-- 取り組む課題 --
• 1. 酒田散策の文章のうち「花柳界の文化の痕跡を垣間見ることができます。」で始まり「ーとなった時期もあったとか。」で終わる部分を、「竹久夢二」を「夢二」に入れ替えて書き出すこと。
• 2. 酒田散策の文章の最後の文に続けて、その先を書いてください。

-- 本文抜粋 --
酒田市の寿司割烹「こい勢」でのランチの後、かつての繁華街である日吉町(旧台町)界隈を散策。
明治時代に建てられた旧料亭を保存し、博物館として公開している「山王くらぶ」や・・・
今は、酒田舞妓の演舞が見られる観光施設となっている「相馬樓」を訪れ、往時の繁栄を偲んで回りました。
事前予約が必要で有料ではありますが、ここ相馬樓の演舞は一見の価値あり。
花柳界の文化の痕跡を垣間見ることができます。
美人画の竹久夢二も、ここ酒田の旦那衆には随分贔屓にしてもらったようで、その美術館も併設。
山王くらぶの向かい側には、つい最近の2015年まで営業していたという「キャバレー白ばら」の建物も残っています。札幌の最後の大型キャバレーが閉店した後の短い期間、日本最北のグランドキャバレーとなった時期もあったとか。
絶妙に魅力的な寂れ具合ではありますが、まだ夕方から営業を始めそうな雰囲気も残っています。昭和の面影遺産とも言うべき風情満点の建物ですね。
だれか内装をそのまま残して、カフェとかレストランにして公開してくれないかなぁ。
さらにぶらぶら歩いていると、奥に見えてきた鳥居は日吉神社のもの。
右手の「鈴政」は、酒田を代表する寿司屋の一つ。
以前食べに行ったけど、今は「こい勢」のほうがお気に入り。
華やかなりし頃は、この界隈も空き地なんかなく、人通りももっと多かったのでしょうね。
それでもまだ、老舗の料亭や、うなぎ割烹など、いつか訪れてみたいと思わされる料理店が残っていて、興味はつきません。
さて、山王くらぶの説明員の方との雑談のなかで、「せっかく酒田に来たなら、玉簾の滝は見てほしいし、今の時期なら直売所で買える庄内砂丘メロンが美味しいですよ」との、オススメ情報を仕入れました。
山形県はさくらんぼやラ・フランス、ブドウなど、フルーツ王国と名のれる程の果物の名産地なのですが、、日本海側の庄内砂丘で栽培されている砂丘メロンも、酒田市民にとって自慢の果物なのです。
どのくらい自慢かと言うと、庄内空港そばの道路脇に、唐突に大きなメロンのモニュメントが設置されているくらい(笑)
庄内地方にある農産物モニュメンとしては、他にも、赤かぶとか、
あつみ豚とか、
トマトとトマトジュースとか、
その他にも、庄内柿や刈屋梨のモニュメントなんかが域内に点在しているようで、農産物に対する思い入れが、殊の外深い土地柄のように見受けられます。
農作物をモニュメントにしてしまう感性って、正直、大好きです(喜)
旬の時期になると、果実狩りを楽しめる農園があったりするのですが、8月上旬の山形では、メロン以外の果物は微妙に時期ハズレ。

-- 抽出データ --
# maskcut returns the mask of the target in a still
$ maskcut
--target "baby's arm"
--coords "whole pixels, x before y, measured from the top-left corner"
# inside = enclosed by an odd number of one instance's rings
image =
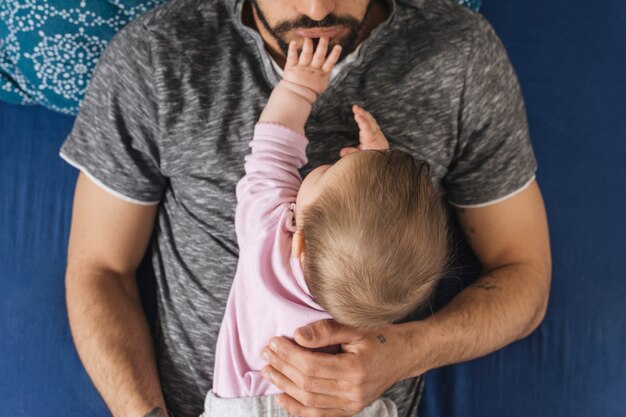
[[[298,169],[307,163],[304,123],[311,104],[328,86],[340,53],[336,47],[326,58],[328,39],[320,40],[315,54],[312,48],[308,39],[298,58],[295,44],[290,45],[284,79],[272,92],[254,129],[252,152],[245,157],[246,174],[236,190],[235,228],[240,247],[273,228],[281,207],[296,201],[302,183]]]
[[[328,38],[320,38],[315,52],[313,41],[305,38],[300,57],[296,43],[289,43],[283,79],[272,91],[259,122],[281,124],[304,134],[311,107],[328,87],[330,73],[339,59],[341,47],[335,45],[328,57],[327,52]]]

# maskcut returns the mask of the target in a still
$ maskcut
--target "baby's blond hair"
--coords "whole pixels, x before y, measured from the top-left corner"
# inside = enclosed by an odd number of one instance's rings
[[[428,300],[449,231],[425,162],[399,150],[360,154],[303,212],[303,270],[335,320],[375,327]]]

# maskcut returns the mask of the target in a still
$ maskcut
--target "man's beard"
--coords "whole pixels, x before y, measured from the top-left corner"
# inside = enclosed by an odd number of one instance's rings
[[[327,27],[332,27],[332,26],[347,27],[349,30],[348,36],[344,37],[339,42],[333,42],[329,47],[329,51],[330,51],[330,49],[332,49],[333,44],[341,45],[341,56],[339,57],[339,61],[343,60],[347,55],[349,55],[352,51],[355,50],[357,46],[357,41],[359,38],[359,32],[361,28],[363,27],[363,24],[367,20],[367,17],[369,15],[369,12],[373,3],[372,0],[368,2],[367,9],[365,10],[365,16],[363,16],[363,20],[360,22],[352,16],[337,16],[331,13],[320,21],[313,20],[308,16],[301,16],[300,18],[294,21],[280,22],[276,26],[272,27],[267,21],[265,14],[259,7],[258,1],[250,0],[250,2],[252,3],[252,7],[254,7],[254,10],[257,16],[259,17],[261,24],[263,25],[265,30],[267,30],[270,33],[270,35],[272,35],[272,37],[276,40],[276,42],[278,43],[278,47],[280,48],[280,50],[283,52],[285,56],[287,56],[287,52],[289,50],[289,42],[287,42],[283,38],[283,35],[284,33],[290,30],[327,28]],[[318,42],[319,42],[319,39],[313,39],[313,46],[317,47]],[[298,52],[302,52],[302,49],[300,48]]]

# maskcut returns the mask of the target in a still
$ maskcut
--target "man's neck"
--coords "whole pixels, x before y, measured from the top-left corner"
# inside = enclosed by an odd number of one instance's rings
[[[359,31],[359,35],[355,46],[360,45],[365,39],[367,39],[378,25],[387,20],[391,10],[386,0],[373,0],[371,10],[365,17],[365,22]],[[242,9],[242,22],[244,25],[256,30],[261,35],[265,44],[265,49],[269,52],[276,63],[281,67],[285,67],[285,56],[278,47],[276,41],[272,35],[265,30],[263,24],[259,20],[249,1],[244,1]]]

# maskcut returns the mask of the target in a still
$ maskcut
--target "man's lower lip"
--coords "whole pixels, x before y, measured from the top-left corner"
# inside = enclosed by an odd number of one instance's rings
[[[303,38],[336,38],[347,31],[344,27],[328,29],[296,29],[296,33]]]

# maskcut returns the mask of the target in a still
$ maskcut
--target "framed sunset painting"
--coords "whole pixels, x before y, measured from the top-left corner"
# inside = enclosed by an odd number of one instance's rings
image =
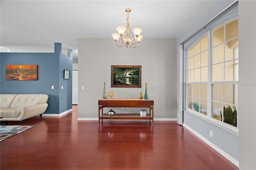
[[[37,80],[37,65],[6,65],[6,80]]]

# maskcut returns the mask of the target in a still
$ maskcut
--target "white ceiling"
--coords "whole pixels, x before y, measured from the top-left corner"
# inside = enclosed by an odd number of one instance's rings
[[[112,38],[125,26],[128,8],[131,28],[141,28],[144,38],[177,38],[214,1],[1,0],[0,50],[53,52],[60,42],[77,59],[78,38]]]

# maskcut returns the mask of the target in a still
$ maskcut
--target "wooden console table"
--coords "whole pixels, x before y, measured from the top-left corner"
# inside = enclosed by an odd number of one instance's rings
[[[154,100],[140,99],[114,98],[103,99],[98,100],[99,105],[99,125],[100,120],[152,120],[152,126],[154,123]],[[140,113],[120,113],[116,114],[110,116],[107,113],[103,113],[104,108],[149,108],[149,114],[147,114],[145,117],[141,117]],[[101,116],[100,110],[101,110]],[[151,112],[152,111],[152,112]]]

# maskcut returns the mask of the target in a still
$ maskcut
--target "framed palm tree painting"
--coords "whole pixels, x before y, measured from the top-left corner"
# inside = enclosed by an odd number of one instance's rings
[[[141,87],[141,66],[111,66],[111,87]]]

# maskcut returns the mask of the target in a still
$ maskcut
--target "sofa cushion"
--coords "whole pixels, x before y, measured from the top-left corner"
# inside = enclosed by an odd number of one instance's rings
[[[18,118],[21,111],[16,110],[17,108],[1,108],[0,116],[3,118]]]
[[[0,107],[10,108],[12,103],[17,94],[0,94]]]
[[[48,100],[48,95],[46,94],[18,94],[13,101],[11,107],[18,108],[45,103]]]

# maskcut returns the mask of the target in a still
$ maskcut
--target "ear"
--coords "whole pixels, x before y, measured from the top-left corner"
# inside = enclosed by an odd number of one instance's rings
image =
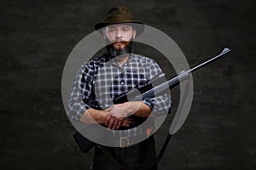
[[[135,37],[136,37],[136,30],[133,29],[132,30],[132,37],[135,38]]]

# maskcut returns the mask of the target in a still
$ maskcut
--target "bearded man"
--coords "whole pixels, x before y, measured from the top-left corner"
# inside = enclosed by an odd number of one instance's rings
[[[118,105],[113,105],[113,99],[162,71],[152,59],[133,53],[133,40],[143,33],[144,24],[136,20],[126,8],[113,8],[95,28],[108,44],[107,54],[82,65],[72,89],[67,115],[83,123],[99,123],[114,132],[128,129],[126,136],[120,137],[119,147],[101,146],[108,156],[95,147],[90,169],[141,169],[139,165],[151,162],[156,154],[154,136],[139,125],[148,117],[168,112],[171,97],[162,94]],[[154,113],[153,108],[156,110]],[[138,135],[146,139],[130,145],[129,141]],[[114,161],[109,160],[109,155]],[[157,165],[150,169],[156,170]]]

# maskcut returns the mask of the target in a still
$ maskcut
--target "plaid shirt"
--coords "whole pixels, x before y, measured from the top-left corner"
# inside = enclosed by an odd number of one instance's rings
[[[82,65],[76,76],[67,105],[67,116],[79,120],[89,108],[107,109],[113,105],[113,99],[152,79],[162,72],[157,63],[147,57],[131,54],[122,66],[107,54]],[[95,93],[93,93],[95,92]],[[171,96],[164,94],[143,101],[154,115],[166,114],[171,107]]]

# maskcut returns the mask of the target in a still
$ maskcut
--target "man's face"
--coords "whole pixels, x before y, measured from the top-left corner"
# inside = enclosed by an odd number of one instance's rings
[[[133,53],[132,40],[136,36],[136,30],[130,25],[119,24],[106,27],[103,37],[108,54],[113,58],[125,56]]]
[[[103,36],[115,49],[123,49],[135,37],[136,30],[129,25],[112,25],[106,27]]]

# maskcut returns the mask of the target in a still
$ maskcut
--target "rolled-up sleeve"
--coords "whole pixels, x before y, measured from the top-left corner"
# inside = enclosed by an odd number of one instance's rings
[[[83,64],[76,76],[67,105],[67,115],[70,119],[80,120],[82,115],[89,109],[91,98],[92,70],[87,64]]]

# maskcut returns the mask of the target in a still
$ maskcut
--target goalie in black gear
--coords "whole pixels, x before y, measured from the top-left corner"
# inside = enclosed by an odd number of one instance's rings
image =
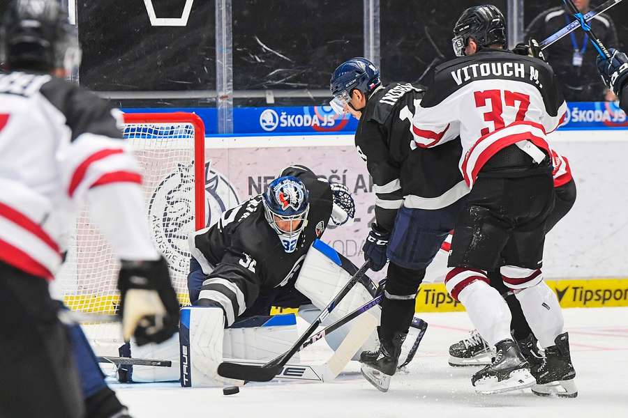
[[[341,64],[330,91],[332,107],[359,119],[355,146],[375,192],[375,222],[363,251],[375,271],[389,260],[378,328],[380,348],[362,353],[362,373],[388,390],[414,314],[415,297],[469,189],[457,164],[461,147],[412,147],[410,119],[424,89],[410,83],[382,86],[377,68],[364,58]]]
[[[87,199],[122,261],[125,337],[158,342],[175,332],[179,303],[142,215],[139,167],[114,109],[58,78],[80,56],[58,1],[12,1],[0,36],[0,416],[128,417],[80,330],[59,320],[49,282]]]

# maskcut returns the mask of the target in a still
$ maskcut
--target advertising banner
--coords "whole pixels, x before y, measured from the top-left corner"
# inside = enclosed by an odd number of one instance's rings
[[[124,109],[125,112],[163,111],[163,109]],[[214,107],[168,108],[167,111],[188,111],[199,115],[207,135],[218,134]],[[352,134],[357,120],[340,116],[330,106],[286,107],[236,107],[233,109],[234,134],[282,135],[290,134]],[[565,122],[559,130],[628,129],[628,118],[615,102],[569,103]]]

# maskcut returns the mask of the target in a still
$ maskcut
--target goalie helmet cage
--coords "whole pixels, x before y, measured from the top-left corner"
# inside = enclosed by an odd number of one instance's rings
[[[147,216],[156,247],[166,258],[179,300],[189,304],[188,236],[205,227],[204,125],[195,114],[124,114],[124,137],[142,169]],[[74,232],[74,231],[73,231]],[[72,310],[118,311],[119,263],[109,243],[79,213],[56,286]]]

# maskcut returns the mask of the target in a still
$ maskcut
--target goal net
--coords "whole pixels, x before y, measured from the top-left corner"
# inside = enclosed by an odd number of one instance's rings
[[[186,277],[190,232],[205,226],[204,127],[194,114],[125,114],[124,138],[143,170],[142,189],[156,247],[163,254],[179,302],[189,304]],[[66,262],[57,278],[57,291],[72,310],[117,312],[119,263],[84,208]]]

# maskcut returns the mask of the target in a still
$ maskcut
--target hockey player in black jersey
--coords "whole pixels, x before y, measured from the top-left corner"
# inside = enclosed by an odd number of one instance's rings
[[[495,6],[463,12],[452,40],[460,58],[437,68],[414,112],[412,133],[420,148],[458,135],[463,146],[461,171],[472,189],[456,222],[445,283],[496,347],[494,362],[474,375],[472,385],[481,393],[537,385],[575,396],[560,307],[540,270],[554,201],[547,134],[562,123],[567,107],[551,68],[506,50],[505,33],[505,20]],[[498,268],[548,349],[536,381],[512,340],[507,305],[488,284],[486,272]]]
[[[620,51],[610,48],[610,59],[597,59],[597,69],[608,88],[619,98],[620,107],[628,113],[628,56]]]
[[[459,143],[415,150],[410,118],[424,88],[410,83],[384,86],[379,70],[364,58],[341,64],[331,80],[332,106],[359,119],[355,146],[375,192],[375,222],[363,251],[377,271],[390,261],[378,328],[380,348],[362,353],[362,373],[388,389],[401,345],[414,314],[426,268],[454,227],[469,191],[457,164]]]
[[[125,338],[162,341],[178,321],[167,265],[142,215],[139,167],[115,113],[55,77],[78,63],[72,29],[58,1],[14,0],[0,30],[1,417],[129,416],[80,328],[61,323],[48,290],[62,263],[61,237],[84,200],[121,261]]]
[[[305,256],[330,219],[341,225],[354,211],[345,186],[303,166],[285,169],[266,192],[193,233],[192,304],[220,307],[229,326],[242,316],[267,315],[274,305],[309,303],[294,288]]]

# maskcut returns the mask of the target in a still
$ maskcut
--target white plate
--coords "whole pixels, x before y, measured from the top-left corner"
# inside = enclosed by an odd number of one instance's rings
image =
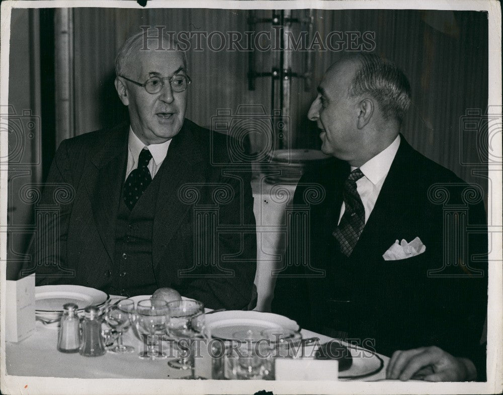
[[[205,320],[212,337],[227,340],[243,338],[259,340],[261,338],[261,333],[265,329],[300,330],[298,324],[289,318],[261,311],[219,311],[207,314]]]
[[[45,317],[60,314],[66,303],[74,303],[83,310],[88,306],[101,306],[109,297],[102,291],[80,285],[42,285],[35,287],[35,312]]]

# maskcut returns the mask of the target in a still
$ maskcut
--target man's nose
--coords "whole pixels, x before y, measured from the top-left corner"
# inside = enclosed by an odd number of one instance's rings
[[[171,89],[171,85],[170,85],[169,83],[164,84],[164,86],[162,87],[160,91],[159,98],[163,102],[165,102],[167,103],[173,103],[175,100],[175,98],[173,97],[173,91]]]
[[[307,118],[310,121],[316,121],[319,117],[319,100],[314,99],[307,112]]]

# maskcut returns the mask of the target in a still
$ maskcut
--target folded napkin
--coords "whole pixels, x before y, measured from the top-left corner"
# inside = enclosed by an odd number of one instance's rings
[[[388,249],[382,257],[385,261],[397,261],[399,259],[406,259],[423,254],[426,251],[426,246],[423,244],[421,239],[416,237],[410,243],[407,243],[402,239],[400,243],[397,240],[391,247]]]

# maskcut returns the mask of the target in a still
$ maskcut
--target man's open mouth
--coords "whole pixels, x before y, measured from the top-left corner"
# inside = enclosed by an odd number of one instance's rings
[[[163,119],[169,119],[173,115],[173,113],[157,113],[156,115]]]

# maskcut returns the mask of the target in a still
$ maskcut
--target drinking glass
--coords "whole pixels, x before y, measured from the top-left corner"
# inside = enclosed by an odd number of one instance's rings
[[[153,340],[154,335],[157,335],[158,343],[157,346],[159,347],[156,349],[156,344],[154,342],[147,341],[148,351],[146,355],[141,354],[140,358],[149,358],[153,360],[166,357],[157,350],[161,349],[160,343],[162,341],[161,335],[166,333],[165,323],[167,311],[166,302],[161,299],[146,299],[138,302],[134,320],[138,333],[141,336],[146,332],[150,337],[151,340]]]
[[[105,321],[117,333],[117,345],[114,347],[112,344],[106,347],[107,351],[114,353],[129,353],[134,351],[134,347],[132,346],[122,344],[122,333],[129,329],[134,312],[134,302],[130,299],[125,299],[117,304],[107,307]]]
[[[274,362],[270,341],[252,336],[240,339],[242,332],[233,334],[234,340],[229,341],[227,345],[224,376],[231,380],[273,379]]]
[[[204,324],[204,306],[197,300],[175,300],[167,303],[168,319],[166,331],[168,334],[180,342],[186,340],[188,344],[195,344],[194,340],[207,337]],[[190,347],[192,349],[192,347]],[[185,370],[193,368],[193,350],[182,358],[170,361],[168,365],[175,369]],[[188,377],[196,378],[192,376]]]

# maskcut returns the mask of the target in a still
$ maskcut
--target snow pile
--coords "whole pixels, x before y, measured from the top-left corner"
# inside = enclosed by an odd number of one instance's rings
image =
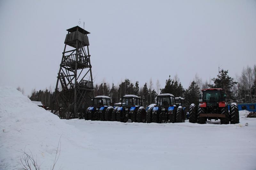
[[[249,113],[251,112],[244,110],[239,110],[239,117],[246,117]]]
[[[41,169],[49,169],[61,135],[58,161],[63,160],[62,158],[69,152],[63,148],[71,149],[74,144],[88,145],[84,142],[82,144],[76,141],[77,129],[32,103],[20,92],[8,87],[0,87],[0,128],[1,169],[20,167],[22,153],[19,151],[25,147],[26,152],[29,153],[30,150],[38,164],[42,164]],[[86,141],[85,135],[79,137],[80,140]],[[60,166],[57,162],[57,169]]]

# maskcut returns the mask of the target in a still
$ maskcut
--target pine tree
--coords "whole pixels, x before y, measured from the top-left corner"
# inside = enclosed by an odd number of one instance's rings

-- 課題の解答 --
• 1.
花柳界の文化の痕跡を垣間見ることができます。
美人画の夢二も、ここ酒田の旦那衆には随分贔屓にしてもらったようで、その美術館も併設。
山王くらぶの向かい側には、つい最近の2015年まで営業していたという「キャバレー白ばら」の建物も残っています。札幌の最後の大型キャバレーが閉店した後の短い期間、日本最北のグランドキャバレーとなった時期もあったとか。

• 2.
そのメロンも、県内ではメロン狩りをしている農園を見つけることができず、この旅行でのフルーツ狩りは諦めていました。
でもそうか、メロン狩りはできなくても、直売所で旬のメロンを買えるのなら、産直で自宅に郵送してもらうことができますね!
そう言えば、宿泊している湯野浜温泉から酒田に来る途中の防砂林沿いの道の脇に、何かの直売店があったなぁ。
あれがそうだったのか!
・・・ってなことで、説明員の方のイチオシは「滝」だったのですが、メロンの誘惑に負けて、湯野浜温泉へUターンしました。
調べてみると、メロンの栽培適地とは、
◯一日の寒暖差が大きく
◯水はけの良く
◯良質な地下水が豊富
な土地なんだそうで、鶴岡市から鳥海山まで続く庄内砂丘は、まさにこの条件に当てはまっているとのこと。
江戸時代から、海沿いに防砂林を植林して、日本海からの吹き寄せる砂を食い止めてきた砂丘の土地ですから、水はけは当然良く、また、海沿いの砂地でありながら、鳥海山などから伏流水もあって地下水も豊富。
日本酒「初孫」の醸造所も、この砂丘沿いにあるくらいなのですから、本当に綺麗な地下水が豊富なのでしょう。
酒田市街から、海沿いに国道112号線を防砂林を眺めながら快適に南下し、赤川を渡った先で一番最初に目についた、小林農園さんのメロン直売所に車を横付けしました。
この道沿いには、他にも数軒の直売所があって、評価が高いのはどこの農園かリサーチできませんでしたが、どうやら、この小林農園さんは、庄内砂丘メロンの草分け的存在の農家さんのようです。
店頭を見ると、美味そうなマスクメロンが、たくさん並んでいて、眺めるだけでテンションが上がってきます。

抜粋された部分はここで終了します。